**ASSIGNMENT:**
Show only those lines of the entries where the string "foreground" is found.

=-=-=-=-=

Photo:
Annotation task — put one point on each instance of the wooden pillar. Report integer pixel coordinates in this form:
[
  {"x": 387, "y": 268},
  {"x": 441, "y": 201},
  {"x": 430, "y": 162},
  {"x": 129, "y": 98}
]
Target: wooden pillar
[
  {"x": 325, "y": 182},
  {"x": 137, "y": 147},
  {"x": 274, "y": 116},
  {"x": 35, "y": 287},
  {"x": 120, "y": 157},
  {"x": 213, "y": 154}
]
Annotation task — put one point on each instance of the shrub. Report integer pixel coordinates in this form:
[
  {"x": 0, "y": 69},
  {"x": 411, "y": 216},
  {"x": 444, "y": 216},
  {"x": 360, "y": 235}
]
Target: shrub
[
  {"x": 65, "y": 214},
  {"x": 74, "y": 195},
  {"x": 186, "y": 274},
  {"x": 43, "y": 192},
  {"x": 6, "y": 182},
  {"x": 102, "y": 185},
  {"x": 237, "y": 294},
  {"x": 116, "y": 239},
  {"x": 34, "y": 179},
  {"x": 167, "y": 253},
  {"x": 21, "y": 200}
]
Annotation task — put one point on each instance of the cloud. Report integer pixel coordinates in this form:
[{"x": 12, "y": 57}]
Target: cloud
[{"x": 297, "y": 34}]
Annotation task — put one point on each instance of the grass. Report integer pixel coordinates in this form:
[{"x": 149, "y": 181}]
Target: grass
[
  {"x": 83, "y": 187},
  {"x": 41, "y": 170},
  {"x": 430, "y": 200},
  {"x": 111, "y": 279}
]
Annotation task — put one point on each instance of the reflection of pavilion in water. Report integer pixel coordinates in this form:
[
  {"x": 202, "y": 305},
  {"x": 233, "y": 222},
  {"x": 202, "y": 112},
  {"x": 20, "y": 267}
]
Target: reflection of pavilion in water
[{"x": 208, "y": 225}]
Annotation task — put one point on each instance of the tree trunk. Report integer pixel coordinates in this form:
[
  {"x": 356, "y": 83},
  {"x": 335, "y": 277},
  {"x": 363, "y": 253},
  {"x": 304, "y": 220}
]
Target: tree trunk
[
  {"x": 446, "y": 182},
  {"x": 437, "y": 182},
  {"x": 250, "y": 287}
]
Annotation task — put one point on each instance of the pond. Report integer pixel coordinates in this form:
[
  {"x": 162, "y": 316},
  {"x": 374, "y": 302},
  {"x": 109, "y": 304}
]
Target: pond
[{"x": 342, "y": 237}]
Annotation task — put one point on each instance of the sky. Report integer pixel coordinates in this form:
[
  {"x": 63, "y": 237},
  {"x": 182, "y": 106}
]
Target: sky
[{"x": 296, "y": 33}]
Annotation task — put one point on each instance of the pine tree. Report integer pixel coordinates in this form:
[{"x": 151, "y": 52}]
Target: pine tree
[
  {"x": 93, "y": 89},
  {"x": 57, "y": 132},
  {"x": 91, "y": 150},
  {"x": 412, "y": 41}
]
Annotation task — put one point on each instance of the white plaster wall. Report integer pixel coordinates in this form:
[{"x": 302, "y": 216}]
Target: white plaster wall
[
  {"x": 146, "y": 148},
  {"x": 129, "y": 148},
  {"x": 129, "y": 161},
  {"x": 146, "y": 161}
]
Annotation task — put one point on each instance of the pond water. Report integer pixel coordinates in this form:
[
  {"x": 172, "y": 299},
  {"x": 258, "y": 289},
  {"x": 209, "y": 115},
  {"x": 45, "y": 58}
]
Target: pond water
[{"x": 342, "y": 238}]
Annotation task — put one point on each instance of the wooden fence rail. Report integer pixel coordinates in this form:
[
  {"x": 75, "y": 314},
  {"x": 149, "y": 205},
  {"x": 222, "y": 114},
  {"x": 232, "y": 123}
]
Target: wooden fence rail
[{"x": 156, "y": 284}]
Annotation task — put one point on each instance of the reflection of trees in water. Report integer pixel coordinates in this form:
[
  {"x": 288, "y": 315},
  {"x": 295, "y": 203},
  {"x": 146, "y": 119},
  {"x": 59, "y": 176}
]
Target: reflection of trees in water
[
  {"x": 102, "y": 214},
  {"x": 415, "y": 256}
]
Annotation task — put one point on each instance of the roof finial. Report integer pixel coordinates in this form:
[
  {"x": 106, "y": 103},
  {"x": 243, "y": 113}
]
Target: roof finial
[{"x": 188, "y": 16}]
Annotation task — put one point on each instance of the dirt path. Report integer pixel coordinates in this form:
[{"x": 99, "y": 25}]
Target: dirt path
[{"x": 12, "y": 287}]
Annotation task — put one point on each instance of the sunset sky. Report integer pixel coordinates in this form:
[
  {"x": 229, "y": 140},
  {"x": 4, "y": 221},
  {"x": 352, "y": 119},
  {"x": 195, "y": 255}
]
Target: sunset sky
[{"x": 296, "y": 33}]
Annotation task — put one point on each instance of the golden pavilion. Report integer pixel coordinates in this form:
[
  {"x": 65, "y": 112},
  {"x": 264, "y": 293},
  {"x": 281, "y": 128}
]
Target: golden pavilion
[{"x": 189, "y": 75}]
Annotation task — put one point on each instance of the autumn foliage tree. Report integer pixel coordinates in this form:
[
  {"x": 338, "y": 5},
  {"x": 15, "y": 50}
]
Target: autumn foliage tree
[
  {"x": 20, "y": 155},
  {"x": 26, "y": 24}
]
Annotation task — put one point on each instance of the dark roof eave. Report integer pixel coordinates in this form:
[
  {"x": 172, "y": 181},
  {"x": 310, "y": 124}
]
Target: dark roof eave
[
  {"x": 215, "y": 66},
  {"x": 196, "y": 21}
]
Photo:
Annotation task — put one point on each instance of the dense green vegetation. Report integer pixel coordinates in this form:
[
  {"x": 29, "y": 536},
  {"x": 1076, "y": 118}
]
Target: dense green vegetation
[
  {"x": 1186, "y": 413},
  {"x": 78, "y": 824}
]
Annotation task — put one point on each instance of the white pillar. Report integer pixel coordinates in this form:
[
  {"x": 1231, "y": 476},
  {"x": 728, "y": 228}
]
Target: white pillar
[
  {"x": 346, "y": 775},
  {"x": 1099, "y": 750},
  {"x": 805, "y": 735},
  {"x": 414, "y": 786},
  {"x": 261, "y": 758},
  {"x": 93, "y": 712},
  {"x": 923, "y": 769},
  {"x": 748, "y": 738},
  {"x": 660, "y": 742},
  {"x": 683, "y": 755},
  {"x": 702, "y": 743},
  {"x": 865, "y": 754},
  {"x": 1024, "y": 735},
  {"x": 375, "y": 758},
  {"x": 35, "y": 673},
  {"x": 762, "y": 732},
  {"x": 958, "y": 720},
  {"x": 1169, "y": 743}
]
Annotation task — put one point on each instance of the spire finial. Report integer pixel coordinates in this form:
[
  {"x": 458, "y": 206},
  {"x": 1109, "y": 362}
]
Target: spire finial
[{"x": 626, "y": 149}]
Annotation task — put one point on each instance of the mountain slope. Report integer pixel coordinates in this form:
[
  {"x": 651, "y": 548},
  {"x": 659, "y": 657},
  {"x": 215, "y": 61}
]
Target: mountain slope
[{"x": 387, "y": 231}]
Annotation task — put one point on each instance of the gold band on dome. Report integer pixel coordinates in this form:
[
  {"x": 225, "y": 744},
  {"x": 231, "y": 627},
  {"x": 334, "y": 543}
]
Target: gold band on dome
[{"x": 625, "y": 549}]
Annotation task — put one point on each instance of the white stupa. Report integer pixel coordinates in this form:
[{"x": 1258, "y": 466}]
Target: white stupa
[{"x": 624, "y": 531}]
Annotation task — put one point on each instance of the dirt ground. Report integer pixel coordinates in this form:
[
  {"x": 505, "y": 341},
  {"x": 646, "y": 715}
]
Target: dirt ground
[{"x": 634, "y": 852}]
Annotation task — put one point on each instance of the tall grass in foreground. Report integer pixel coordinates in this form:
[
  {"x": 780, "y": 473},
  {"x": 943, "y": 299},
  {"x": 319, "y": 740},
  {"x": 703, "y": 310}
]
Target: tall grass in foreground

=-=-=-=-=

**THE ANSWER:**
Annotation task — put one point on each instance of the tall grass in foreground. Report integer pixel coordinates in this form:
Target: tall grass in foreground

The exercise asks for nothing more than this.